◆ **Stated task A**
According to the essay, what stood at the top of Albany Hill?
◆ **Stated task B**
Reproduce the essay's wording from "I was aware" to "the ethereal body.".

◆ **Text provided**
===============

The Limits and Potential of Internet Discourse in the Facebook Environment

The Limits and Potential of Internet Discourse in the Facebook Environment

First some back-story …

In the earlier thirties of my physical, astral, and ethereal bodies (1971 and following), I was unaware of being a different personality, from the one that had previously been their occupant.

I was aware of changing rather dramatically, but initially believed I was the same person as before, given that all the memories of the first inhabitant were present in my mind, or as I was later to learn: the ethereal body.

The changes were radical, mostly due to the presence of new intuitional capabilities, owing to my spirit’s qualitative nature. These transformations – in the three bodies – happened because I began to be aware of my inner life, in a way my body-brother had not known.

The marriage he had been in was effected, because I saw that relationship in a more awake fashion. She had dominated him – he in many ways an innocent (1), with the result that she made most of the family decisions. I was quite different, and began to demand marital equality. This tension was extreme, in a way, because he had left the marriage a few years before, and I (believing I was he) did not want to repeat that mess, as there were now three children who would be effected if I left the marriage again.

Inwardly I experienced a kind of moral gridlock, which led to a serious depression. One morning I left the house where we were living, and started walking, aimlessly. I walked about ten miles, and ended up at the base of what was called Albany Hill, finding a path to the top, where a large concrete Cross was situated among a forest of eucalyptus trees.

I sat on a nearby rock, and prayed. He/we had not prayed in years, given a certain experience he had at a seminary, where he/I encountered the intellectual arid desert of scholarly research on the Gospels. As an innocent, he had expected this course on the Gospels to be about the mysteries of their teachings, when in fact it was all about why the Gospels had not been written by those who he had been taught to believe were the authors.

This experience had shattered his faith.

Still, the emotional depression/tension had left him much in need of “something”, so prayer was all he/I had. Immediately, with the mood of prayer evoked, the depression was lifted. Not by him, obviously, but by Another. Included in this Gift was an Idea, which was that either choice (to leave again, or stay in the marriage) would be okay. The problem was about not-choosing, not about the nature of the choice that was to be made.

I left the marriage.

===============

◆ **Given records**
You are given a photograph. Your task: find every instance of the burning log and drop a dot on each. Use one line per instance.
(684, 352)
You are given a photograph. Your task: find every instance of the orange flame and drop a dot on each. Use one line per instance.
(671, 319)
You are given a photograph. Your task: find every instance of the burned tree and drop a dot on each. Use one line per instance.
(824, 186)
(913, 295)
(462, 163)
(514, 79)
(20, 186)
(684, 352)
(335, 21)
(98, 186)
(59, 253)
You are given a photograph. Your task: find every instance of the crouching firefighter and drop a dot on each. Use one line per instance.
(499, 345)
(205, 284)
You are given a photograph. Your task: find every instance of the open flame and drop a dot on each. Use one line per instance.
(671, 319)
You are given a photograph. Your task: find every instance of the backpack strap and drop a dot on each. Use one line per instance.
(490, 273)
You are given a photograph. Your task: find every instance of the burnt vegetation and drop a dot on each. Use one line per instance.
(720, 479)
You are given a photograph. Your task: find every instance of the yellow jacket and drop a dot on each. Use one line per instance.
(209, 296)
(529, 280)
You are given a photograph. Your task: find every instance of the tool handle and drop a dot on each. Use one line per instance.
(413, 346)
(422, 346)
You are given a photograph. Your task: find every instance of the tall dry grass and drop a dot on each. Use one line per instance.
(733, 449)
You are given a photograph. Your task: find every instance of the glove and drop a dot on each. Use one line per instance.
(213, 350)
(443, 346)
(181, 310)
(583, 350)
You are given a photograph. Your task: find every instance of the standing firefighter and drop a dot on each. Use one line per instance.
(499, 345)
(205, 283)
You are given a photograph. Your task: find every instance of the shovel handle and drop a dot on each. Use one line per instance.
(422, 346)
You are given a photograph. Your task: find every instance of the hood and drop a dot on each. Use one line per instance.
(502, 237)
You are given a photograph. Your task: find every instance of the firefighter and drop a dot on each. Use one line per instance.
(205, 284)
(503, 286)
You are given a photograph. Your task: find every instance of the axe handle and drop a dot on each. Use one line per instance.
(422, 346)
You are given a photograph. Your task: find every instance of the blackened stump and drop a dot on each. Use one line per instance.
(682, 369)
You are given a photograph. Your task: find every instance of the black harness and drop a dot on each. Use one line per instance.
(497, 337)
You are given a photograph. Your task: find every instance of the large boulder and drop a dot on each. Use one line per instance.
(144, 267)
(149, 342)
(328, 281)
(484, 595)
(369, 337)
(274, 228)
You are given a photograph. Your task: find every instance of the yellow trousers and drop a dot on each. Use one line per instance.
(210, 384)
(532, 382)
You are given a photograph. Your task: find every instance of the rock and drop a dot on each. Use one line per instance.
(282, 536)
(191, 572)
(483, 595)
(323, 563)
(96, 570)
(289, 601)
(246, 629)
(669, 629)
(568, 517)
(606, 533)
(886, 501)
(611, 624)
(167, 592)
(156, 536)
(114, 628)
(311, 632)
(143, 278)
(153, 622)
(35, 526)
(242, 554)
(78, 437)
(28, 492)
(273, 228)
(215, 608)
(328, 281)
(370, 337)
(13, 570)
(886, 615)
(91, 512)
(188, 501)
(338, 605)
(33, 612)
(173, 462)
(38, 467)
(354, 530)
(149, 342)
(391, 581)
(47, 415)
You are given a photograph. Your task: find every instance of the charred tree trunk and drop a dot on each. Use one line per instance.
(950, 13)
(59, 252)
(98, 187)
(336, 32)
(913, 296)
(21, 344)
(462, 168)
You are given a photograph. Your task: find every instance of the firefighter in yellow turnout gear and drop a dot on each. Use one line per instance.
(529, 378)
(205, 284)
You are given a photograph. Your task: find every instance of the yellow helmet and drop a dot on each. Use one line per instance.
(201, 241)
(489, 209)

===============

◆ **Final answer A**
A large concrete Cross among a forest of eucalyptus trees.

◆ **Final answer B**
I was aware of changing rather dramatically, but initially believed I was the same person as before, given that all the memories of the first inhabitant were present in my mind, or as I was later to learn: the ethereal body.